STATED PROBLEM — Count how many lines of the records below contain the string "stone", matching case exactly, and give only that number.

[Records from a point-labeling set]

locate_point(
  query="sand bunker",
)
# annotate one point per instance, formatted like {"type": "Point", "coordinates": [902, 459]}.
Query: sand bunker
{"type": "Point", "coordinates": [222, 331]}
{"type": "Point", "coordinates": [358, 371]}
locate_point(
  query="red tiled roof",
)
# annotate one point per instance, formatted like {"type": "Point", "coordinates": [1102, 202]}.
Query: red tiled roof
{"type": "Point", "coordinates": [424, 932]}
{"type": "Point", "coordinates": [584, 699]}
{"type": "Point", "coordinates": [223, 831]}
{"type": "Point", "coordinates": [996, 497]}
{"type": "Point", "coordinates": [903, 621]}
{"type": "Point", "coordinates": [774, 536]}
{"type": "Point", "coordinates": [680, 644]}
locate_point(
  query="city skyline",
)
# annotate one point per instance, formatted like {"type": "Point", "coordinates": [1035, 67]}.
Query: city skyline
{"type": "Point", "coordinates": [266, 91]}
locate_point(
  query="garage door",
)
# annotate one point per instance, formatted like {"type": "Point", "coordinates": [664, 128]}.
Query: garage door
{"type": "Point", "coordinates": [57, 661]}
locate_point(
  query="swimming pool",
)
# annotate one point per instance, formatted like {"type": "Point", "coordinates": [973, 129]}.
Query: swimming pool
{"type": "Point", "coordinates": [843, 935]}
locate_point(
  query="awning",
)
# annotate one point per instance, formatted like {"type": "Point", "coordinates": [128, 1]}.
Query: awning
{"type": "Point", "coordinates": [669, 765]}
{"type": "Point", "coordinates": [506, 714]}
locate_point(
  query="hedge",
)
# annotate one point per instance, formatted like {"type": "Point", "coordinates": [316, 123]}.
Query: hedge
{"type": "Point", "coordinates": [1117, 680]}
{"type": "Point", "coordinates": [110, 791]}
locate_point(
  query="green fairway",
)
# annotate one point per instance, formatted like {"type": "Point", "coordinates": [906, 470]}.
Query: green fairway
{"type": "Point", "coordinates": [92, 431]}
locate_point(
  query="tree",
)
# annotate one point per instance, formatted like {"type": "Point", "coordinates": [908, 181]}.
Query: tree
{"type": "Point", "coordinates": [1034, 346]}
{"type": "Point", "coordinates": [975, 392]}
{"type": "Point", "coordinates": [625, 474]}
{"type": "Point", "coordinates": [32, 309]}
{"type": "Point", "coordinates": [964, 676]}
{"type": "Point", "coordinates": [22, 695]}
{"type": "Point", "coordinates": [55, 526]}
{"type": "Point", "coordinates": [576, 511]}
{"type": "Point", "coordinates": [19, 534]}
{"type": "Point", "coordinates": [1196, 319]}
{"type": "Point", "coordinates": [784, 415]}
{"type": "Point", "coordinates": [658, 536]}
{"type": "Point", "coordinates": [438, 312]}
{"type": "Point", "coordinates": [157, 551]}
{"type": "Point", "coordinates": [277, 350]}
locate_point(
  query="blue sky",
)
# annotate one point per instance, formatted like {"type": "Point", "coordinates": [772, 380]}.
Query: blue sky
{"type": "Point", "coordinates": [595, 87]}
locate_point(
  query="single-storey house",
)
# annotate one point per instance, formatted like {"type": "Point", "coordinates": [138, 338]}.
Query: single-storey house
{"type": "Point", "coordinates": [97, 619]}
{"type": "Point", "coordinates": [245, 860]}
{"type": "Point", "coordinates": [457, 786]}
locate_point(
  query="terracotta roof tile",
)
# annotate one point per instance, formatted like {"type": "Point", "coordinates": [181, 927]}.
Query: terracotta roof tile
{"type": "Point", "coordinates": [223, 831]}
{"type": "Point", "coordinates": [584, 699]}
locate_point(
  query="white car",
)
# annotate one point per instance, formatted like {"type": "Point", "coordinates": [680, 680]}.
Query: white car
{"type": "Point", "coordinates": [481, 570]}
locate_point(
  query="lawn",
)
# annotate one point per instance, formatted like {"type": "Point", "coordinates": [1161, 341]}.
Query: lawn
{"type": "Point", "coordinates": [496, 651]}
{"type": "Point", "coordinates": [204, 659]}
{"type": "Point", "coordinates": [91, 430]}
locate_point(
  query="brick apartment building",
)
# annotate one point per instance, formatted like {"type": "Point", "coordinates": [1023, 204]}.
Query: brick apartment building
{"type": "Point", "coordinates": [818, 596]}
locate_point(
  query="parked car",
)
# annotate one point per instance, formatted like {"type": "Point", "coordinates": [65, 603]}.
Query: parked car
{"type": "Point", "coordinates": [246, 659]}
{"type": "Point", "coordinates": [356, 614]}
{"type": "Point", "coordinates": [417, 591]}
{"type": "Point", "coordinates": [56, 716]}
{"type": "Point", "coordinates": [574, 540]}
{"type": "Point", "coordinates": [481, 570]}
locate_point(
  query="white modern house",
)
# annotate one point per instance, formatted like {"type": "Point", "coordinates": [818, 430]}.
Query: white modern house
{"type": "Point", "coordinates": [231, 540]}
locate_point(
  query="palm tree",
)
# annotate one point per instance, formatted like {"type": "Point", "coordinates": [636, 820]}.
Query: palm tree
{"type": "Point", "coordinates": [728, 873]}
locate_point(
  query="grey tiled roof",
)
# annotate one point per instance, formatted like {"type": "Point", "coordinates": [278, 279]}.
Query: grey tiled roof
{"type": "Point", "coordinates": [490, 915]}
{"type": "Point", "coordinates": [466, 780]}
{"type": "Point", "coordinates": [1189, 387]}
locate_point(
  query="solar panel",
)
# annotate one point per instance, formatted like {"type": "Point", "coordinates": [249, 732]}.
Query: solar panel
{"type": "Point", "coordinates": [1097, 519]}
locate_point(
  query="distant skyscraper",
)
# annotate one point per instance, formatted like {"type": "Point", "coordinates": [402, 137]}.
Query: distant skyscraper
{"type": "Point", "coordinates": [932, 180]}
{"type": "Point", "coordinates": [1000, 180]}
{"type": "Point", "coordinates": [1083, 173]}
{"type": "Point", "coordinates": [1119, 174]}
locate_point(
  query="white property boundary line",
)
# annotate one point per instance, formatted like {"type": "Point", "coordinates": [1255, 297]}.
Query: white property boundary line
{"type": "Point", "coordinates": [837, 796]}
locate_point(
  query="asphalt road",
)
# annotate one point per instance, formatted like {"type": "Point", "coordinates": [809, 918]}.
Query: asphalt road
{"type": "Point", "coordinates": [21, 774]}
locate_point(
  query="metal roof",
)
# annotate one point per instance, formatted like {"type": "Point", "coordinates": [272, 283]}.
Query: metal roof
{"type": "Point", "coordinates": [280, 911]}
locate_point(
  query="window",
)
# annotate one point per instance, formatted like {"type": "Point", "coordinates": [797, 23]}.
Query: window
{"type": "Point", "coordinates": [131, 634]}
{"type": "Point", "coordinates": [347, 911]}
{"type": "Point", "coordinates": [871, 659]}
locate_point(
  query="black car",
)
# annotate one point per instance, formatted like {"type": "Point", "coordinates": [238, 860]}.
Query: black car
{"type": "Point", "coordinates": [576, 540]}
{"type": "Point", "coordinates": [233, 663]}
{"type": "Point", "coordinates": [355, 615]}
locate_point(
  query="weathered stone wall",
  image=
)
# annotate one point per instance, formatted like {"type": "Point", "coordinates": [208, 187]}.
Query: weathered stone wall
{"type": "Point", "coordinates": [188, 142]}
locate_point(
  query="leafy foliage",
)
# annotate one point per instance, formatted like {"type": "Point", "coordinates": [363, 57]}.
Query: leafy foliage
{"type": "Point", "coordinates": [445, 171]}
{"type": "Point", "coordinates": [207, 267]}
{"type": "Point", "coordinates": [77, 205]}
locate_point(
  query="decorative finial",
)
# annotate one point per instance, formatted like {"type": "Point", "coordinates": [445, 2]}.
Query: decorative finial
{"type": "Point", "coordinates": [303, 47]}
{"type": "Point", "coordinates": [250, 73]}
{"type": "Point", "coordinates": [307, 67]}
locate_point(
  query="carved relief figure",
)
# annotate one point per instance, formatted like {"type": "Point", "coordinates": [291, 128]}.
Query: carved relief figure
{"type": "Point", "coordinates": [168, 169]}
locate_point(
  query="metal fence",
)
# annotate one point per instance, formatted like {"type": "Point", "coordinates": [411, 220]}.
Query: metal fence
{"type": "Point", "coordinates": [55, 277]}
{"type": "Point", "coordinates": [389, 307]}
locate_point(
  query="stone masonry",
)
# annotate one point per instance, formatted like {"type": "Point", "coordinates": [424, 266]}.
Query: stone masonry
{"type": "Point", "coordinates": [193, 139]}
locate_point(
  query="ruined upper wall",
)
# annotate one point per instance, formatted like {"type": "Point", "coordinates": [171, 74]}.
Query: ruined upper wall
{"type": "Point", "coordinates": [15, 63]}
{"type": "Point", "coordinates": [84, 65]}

EXERCISE RESULT — 4